STORED RECORDS =>
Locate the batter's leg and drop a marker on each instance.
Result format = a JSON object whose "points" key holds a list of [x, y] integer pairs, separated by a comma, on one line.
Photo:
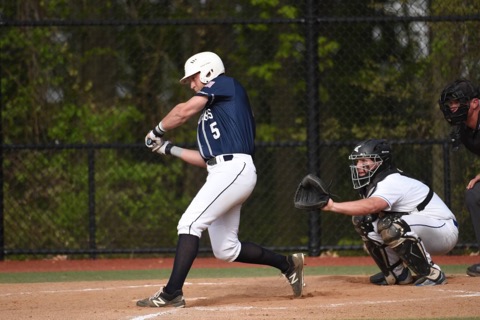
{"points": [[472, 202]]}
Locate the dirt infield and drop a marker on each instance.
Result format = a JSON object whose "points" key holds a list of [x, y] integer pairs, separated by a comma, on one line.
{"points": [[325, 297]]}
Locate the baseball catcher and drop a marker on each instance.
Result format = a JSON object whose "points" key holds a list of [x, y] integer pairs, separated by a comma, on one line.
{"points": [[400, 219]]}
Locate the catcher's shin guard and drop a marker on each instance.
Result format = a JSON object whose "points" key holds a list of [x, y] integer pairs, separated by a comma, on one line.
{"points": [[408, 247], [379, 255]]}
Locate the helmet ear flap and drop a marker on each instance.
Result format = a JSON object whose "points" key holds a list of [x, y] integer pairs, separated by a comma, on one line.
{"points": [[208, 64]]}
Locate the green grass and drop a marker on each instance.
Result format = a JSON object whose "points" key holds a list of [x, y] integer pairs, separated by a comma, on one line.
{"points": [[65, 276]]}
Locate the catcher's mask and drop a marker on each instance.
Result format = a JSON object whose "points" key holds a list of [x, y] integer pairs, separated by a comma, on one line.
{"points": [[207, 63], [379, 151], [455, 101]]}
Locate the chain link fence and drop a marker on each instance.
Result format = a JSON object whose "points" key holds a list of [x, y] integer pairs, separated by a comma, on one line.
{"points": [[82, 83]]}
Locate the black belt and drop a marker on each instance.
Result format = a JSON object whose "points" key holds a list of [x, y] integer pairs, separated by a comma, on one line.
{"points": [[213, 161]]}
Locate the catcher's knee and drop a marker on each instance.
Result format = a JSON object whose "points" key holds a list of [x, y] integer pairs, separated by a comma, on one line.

WHAT YOU ARE ASKED TO DO =>
Please rewrite all of the material above as a numbered list with one line per item, skipping any blank lines and leaving the pictures out.

OUTPUT FOR THIS EXERCISE =>
1. Locate the batter's leg and drop a marker on each instance.
2. Result format = a JSON object whose "points" key holds a list of [x, y] integer pairs, separated by a comma, on one line.
3. Photo:
4. {"points": [[472, 202]]}
5. Locate the dirt infield and drop a marker on each instance.
6. Result format = a JSON object whose "points" key holds a list of [x, y] integer pairs, separated by a comma, on one line.
7. {"points": [[325, 297]]}
8. Locate the baseball catcher and drop a marker on each instance.
9. Result format = a JSON object whose "points" key holds a list of [x, y] integer pairs, separated by a comma, on one line.
10. {"points": [[400, 219]]}
11. Locate the catcher's shin guard and drop a marker on each instance.
12. Result format = a JSON object whose "points" key holds a list of [x, y] integer pairs, separated by a comma, on one line.
13. {"points": [[408, 247], [379, 255]]}
14. Locate the helmet ear flap and drop a marker on each instance.
15. Result format = a JSON object whose "points" key holds a list of [x, y] integer pairs, separated by a comma, on one line.
16. {"points": [[208, 64]]}
17. Locate the green grass and drop a marker on each instance.
18. Result format = a JSON object whose "points" key holds a list of [x, y] integer pairs, separated by a comma, on one line.
19. {"points": [[65, 276]]}
20. Locate the catcher's mask and drop a marker on each instance.
21. Result format = a JSON object whose "points" key holds a list of [x, y] integer pairs, separated by a comma, on one line.
22. {"points": [[207, 63], [379, 151], [455, 101]]}
23. Locate the chain link fence and drop a marker on each instance.
24. Result format = a JSON object whose "points" key holds a list of [x, y] integer pairs, separated by a comma, on one line.
25. {"points": [[82, 83]]}
26. Locate the black belt and drop a marker on each instance.
27. Result format = a JSON object whose "points" key holds a list of [x, y] integer pairs, separated by a comma, on one line.
28. {"points": [[213, 161]]}
29. Locate the catcher's knee and drop a marker on each instance.
30. Result format = a JSON object whose "points" key holds a list of [x, y] integer pairs, separated by a comma, on one line.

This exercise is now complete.